— Start Source passage —
Workers standing outside of the International Longshoremen’s Association building in Wilmington’s Southbridge neighborhood Thursday morning could be heard talking about work stoppages. Yet, when approached, they denied that a workforce dispute existed.

One said he believed a delay in paychecks to be a technical glitch. 

At a separate union facility outside the port's front gates, Delaware Public Media spoke with 10 workers who said their paychecks had not been wired that morning, as is normal. Some claimed that various port employees had temporarily stopped working, as a result. Claims that it was a technical glitch did not appear to ease their frustrations.

One warehouse worker, who only wanted to provide his first name as Malik, said the previous week's paychecks also came in late.

"All I can simply say is if a man works weeks on end, doing all this overtime, you should be able to take care of this man," he said. "How long can you take before you have to pay your bills?"

By Thursday evening, most workers appeared to have received their money, though the episode sparked a desire among some to know more about their employer's finances. 

State amended port deal

Bullock in his series of email responses left certain questions unanswered, including one about the current size of the port's workforce.

But, when pressed, he did reveal previously unreported details about the Delaware's deal with the port, and in particular an amendment made last year to the terms of GT’s lease, called a concession agreement.

The amendment, referenced in the notes of a state audit late last year, reduced the “per-unit concession fee” GT pays annually to the state. 

Credit State of Delaware
Delaware Secretary of State Jeff Bullock

Bullock said the amendment changes the volume-based payments GT makes to the state during the first nine years of its lease, “in exchange for approximately $13.4 million in loan forgiveness and other debt reduction."

The debt, Bullock said, originated when GT paid costs associated with closing the 2018 deal, “as well as some of the legacy costs of employee benefits.”

The taxpayer-owned Diamond State Port Corporation "would have had to pay them back over time, but with the change we got rid of a lot of debt,” he said.  Bullock did not reveal the interest rate paid by Diamond State on the loan.

In Dec. 2019, a Department of State spokesman said GT had made quarterly payments totaling $7.1 million to the state during the first year of the lease. At the time, state officials projected that payments could rise to $13 million a year over the next 10 years.

Under the now-amended lease terms, GT paid Delaware $6.1 million during the 2020 fiscal year, which ended June 30. It will likely pay $4.5 million for the 2021 fiscal year ending this coming June.

Four lawsuits

Shortly after GT and the state quietly amended the lease, the normally taciturn company sparked a very visible legal dispute when it blocked Wawa fuel trucks from entering the port and filling their tanks with gasoline or diesel at a port fuel terminal.

GT said the fuel terminal’s new owner, Buckeye Partners, owed it $1 million in unpaid fees. Buckeye disputed the claim and called GT’s fuel-truck blockade “an extortion attempt.”
— End Source passage —
— Start Excerpted records —
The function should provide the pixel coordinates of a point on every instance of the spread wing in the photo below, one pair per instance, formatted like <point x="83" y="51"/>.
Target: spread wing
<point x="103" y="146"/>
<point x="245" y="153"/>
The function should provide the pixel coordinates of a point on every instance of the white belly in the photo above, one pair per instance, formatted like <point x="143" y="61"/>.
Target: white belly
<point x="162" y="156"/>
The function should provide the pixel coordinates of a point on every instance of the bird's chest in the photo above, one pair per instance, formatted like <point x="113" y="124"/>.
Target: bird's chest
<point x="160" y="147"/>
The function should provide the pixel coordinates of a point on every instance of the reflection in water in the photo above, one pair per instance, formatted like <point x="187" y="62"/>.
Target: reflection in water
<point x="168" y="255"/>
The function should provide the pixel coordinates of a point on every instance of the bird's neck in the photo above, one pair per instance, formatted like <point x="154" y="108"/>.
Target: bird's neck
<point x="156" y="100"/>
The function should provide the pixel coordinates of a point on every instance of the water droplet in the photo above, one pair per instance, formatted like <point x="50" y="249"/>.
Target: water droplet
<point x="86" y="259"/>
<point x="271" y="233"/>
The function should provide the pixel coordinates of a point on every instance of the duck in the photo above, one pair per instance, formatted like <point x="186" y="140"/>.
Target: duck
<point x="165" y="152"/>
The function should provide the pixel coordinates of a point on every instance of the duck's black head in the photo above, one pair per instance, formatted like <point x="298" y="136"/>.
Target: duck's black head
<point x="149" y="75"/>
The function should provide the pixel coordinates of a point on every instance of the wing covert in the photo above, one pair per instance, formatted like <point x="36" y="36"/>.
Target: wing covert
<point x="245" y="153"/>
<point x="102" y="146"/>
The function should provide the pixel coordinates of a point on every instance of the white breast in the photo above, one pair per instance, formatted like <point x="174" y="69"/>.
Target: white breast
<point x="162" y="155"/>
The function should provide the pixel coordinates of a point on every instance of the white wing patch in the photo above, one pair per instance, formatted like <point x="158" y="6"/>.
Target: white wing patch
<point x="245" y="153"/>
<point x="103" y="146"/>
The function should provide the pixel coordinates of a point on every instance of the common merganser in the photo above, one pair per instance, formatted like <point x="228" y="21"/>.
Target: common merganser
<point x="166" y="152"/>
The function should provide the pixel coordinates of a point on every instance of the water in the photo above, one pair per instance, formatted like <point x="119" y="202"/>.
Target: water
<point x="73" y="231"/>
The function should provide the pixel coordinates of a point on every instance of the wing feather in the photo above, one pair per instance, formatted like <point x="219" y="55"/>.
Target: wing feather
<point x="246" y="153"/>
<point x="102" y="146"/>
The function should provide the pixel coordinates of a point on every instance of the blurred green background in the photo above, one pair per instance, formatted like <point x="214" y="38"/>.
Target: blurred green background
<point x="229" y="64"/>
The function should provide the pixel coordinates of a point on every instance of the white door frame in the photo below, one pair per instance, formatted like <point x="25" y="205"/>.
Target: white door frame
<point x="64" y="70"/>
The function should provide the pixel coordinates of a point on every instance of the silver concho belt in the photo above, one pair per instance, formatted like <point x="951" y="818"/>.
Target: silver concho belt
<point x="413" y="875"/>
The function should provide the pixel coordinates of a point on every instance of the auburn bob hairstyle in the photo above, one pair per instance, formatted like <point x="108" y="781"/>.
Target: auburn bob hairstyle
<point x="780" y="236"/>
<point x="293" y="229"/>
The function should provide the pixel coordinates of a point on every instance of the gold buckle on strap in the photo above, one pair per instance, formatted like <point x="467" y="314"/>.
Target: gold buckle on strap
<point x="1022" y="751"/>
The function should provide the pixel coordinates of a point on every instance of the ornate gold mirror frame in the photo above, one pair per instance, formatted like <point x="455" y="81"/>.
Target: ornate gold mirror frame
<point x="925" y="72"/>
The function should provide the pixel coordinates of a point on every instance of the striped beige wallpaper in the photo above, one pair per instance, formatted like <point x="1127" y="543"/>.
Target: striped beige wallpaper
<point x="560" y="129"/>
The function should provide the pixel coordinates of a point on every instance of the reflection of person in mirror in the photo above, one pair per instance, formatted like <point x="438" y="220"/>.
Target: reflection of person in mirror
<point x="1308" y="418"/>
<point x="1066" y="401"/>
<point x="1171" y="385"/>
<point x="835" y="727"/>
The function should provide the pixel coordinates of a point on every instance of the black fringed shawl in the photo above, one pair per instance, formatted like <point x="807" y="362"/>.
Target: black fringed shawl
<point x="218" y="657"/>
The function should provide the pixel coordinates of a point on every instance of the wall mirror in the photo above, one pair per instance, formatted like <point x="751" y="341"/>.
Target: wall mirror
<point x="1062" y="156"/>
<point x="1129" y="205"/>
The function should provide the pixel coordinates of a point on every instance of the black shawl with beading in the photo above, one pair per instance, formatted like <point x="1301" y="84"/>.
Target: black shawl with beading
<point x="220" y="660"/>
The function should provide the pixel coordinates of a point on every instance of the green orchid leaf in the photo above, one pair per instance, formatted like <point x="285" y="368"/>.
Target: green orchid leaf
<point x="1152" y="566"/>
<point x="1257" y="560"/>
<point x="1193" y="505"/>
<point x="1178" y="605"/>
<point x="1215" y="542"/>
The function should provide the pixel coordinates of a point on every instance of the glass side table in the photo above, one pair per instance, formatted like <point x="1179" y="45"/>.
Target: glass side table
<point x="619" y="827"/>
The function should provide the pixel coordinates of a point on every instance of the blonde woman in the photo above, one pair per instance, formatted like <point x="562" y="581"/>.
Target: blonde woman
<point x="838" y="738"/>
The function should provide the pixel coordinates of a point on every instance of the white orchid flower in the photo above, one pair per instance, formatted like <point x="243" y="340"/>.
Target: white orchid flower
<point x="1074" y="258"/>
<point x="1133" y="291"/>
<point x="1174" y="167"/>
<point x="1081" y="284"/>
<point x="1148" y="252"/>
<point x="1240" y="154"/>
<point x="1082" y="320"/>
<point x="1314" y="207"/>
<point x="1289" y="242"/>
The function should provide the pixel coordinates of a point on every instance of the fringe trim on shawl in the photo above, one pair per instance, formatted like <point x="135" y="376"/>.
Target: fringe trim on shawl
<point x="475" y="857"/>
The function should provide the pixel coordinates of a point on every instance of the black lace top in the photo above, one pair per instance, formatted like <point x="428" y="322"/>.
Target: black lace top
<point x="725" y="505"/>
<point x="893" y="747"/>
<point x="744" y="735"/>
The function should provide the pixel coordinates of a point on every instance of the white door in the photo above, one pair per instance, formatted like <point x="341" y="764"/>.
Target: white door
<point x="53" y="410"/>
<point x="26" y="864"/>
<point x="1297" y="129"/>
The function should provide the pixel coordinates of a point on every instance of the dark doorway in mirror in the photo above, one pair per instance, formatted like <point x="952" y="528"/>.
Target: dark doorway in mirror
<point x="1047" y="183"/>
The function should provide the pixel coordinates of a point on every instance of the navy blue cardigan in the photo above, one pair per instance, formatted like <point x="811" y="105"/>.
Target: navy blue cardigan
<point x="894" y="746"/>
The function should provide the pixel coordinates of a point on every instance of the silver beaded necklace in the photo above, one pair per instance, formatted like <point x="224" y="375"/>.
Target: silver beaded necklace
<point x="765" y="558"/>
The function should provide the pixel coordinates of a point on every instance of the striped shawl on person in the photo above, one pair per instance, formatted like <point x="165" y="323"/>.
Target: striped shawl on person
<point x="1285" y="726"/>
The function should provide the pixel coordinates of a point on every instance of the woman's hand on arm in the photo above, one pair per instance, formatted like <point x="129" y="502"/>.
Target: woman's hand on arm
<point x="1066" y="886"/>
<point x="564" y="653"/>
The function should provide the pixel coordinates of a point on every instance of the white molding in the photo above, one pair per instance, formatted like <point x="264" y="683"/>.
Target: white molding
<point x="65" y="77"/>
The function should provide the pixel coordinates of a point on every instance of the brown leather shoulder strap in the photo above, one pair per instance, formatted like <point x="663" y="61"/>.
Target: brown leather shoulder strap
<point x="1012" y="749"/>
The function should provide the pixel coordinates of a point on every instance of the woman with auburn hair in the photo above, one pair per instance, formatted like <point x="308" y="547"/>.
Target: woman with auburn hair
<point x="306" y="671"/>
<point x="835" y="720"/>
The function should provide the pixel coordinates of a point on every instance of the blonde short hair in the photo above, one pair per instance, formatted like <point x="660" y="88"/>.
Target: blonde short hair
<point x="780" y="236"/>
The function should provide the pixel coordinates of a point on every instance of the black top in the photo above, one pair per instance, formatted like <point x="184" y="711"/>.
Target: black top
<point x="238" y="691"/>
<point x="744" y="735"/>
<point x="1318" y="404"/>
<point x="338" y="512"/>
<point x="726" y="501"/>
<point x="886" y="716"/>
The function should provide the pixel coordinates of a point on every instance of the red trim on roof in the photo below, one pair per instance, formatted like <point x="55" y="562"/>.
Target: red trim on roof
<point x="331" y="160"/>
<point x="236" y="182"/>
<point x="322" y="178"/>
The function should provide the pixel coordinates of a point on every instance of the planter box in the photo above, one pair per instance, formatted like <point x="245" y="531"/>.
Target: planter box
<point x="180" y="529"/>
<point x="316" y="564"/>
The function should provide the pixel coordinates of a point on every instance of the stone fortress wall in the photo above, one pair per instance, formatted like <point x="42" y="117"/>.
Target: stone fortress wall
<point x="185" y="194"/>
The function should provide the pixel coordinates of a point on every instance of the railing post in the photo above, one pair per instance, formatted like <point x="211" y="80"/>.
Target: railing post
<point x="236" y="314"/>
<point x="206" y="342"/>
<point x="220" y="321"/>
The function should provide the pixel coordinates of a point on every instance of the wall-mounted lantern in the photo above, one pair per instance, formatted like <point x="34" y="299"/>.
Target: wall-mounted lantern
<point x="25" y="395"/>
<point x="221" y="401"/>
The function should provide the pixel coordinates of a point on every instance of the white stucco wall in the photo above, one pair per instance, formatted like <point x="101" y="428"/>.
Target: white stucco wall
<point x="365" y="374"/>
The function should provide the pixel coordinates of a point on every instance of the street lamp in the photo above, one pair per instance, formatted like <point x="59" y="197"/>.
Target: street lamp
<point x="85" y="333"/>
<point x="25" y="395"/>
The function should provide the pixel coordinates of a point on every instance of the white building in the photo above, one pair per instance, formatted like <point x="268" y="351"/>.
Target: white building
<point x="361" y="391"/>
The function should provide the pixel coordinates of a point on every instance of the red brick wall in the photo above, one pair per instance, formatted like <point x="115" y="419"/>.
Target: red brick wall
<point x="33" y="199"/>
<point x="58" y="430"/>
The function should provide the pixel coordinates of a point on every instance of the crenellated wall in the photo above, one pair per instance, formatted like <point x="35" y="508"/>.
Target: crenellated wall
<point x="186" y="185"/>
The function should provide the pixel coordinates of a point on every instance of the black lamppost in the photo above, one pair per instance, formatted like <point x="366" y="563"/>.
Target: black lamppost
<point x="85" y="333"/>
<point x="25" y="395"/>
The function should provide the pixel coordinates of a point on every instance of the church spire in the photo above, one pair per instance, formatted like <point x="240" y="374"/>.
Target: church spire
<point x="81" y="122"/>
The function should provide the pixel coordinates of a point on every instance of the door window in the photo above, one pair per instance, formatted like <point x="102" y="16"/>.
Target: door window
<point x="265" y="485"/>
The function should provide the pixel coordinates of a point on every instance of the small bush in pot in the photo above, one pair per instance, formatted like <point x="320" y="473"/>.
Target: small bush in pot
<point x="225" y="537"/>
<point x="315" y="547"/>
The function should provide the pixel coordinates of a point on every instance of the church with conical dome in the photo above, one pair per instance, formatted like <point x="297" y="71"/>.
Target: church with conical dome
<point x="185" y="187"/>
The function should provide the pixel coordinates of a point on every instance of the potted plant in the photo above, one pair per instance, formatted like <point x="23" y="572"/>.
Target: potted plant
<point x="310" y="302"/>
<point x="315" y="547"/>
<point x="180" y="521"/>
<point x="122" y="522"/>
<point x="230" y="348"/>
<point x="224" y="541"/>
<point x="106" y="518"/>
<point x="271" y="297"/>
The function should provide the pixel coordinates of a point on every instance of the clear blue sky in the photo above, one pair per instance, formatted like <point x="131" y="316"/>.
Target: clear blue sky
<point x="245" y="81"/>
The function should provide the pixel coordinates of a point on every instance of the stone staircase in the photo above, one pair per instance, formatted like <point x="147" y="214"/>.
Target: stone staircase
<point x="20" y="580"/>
— End Excerpted records —
* Prompt 1: Print the Wilmington port article from "One warehouse worker, who" to "a concession agreement.".
* Prompt 2: Summarize the Wilmington port article in two sentences.
The rows play no part in this work.

* Solution 1:
One warehouse worker, who only wanted to provide his first name as Malik, said the previous week's paychecks also came in late.

"All I can simply say is if a man works weeks on end, doing all this overtime, you should be able to take care of this man," he said. "How long can you take before you have to pay your bills?"

By Thursday evening, most workers appeared to have received their money, though the episode sparked a desire among some to know more about their employer's finances. 

State amended port deal

Bullock in his series of email responses left certain questions unanswered, including one about the current size of the port's workforce.

But, when pressed, he did reveal previously unreported details about the Delaware's deal with the port, and in particular an amendment made last year to the terms of GT’s lease, called a concession agreement.

* Solution 2: Port workers in Wilmington said their paychecks had not been wired Thursday morning, though most appeared to have received their money by evening. Delaware Secretary of State Jeff Bullock revealed that an amendment last year to GT's lease reduced the per-unit concession fee it pays the state in exchange for approximately $13.4 million in loan forgiveness and other debt reduction, and GT paid Delaware $6.1 million during the 2020 fiscal year.